WRITTEN EXERCISE:
Update the data from the line containing "tree in the photo below." through the end of the data, inclusive, by replacing "wooden bench" with "park bench" and leaving everything else unchanged.

LISTED ENTRIES:

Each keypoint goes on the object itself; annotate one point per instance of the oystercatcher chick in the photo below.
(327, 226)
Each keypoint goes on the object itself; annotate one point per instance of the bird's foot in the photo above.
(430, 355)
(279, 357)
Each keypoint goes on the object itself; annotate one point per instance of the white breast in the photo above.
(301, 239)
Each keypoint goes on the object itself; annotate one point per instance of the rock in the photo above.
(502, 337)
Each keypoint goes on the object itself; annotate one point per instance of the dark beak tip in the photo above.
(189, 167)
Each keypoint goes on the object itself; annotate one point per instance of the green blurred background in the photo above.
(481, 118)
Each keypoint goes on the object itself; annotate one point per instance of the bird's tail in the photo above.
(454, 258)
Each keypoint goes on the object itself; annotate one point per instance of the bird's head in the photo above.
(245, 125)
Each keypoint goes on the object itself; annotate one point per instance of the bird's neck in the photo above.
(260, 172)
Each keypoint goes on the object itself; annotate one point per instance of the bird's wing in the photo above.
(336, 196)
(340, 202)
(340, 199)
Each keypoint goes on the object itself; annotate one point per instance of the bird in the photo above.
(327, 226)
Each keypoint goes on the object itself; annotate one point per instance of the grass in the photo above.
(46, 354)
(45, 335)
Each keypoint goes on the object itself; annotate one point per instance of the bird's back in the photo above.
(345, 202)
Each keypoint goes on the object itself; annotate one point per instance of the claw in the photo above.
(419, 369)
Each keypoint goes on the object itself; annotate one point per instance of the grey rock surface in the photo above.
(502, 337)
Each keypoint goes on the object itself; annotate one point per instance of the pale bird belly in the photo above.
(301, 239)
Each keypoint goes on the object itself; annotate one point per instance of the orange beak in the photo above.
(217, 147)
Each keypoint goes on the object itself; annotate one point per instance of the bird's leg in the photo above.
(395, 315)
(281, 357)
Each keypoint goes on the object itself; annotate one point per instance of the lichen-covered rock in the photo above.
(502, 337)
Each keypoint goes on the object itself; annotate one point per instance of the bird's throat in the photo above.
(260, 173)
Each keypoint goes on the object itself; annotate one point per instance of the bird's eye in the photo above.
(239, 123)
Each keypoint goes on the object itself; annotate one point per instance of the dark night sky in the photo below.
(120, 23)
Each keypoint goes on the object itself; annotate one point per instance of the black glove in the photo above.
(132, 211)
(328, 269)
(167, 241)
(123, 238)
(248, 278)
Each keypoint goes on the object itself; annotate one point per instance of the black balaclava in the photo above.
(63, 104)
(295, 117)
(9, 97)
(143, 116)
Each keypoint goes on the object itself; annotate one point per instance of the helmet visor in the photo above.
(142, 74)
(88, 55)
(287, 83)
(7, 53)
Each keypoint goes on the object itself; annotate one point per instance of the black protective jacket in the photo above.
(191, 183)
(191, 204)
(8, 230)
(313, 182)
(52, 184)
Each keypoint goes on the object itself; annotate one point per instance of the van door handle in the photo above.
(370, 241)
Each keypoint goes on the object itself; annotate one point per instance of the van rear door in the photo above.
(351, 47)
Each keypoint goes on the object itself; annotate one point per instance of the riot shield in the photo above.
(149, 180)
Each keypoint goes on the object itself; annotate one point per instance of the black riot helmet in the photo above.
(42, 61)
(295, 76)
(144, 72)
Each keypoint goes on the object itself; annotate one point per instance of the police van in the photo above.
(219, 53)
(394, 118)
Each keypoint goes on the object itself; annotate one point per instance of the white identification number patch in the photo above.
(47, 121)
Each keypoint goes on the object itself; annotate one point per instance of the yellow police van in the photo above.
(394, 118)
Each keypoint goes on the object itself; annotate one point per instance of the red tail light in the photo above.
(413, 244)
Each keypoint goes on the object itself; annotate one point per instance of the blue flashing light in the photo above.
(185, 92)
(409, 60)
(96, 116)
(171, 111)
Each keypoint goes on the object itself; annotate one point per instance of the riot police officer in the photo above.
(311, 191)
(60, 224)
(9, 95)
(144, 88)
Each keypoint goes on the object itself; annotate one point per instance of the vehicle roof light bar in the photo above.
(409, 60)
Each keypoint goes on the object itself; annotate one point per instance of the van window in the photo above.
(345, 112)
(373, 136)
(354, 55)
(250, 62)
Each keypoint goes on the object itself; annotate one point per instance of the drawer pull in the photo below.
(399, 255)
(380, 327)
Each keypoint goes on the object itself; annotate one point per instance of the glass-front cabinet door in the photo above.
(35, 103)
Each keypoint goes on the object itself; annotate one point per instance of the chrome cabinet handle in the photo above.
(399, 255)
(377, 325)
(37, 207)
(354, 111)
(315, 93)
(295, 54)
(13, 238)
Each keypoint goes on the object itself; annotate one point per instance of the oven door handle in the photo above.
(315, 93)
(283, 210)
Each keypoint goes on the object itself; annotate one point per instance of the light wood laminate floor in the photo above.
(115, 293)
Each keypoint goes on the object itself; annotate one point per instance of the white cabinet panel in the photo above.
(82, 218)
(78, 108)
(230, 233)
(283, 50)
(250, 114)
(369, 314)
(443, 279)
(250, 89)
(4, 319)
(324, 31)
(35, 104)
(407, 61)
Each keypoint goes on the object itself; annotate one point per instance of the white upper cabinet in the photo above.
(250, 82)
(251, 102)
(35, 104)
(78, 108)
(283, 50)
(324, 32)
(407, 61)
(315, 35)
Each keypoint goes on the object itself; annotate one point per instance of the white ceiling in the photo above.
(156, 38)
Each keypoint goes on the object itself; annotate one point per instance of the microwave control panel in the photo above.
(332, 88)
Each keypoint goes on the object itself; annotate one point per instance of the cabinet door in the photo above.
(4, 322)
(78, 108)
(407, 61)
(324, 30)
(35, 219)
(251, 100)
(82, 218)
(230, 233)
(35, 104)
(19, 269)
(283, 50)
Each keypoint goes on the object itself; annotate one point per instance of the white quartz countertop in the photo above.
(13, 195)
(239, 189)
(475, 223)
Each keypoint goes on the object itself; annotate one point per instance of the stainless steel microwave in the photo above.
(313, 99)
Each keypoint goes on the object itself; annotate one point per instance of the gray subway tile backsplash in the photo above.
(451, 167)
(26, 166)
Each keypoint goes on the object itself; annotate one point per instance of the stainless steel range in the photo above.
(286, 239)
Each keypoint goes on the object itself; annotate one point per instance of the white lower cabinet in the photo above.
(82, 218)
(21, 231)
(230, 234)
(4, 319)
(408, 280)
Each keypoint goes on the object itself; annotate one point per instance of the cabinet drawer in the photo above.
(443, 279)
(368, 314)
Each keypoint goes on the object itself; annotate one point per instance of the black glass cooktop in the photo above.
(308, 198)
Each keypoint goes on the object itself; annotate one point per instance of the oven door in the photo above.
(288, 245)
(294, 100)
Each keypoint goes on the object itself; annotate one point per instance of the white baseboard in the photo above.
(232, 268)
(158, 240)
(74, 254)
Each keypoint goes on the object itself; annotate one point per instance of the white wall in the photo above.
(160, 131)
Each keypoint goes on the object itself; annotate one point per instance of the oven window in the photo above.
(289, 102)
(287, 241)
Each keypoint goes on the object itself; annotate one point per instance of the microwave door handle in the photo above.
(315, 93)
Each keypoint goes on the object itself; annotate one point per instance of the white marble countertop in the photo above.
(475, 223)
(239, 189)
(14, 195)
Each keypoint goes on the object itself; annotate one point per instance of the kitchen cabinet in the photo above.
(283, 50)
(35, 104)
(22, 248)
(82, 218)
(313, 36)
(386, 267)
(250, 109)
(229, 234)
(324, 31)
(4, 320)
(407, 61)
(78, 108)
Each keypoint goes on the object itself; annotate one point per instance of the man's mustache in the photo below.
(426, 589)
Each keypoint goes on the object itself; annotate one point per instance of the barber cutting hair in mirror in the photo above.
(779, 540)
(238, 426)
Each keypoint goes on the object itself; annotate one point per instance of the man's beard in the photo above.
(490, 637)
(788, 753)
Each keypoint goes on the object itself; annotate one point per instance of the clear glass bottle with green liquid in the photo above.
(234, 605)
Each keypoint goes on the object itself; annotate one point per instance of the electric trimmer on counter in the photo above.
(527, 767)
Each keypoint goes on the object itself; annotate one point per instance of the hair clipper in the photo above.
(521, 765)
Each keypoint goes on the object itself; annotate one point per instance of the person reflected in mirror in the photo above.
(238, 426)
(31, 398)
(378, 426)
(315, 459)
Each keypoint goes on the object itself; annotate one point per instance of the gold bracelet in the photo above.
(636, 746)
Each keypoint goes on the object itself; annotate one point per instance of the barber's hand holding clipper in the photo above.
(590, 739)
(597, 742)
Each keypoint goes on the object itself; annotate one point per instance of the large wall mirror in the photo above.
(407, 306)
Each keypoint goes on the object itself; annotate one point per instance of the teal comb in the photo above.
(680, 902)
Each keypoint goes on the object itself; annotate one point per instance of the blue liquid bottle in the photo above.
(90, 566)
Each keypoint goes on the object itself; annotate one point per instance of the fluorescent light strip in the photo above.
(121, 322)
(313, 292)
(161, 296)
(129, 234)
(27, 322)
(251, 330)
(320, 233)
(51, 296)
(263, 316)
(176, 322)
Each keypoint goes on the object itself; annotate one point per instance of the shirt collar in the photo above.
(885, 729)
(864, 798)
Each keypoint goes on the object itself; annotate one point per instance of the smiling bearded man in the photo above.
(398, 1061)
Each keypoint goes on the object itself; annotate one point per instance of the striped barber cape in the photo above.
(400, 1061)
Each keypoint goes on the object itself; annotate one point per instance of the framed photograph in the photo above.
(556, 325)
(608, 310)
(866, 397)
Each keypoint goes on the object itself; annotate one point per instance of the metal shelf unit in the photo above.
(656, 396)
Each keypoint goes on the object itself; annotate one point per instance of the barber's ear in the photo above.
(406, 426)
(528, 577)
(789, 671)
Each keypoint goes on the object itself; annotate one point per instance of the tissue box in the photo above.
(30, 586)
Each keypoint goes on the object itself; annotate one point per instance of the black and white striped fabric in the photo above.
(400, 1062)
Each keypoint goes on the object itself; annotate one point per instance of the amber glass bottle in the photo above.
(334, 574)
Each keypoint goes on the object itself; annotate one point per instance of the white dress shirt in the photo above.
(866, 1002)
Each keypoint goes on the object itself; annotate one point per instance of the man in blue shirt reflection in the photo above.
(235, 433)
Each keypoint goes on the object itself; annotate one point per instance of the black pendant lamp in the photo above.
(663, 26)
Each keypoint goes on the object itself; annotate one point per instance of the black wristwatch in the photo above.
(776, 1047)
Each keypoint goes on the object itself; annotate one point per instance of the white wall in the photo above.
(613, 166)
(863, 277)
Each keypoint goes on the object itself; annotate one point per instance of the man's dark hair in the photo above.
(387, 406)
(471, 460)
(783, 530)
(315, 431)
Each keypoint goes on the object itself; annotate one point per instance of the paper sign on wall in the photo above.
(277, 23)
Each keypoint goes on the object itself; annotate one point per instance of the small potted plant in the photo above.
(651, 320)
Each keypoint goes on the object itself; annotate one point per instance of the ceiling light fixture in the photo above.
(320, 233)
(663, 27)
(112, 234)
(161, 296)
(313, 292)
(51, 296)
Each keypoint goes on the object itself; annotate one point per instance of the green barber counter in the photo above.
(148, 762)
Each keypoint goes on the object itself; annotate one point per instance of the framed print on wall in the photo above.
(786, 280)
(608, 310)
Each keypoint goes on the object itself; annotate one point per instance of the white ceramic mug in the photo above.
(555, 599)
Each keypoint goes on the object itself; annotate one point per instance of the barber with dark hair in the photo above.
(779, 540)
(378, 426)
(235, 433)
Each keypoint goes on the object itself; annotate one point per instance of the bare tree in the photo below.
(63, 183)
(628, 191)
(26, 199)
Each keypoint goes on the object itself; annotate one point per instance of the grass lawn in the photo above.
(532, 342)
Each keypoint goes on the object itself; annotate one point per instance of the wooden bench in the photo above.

ANSWER FOR THE TASK:
Each keypoint goes on the object itself; annotate one point per instance of the bare tree in the photo below.
(63, 183)
(628, 191)
(26, 199)
Each keypoint goes on the object itself; annotate one point per instance of the grass lawn in the photo above.
(532, 342)
Each keypoint goes on the object itself; annotate one point per instance of the park bench in the photo above.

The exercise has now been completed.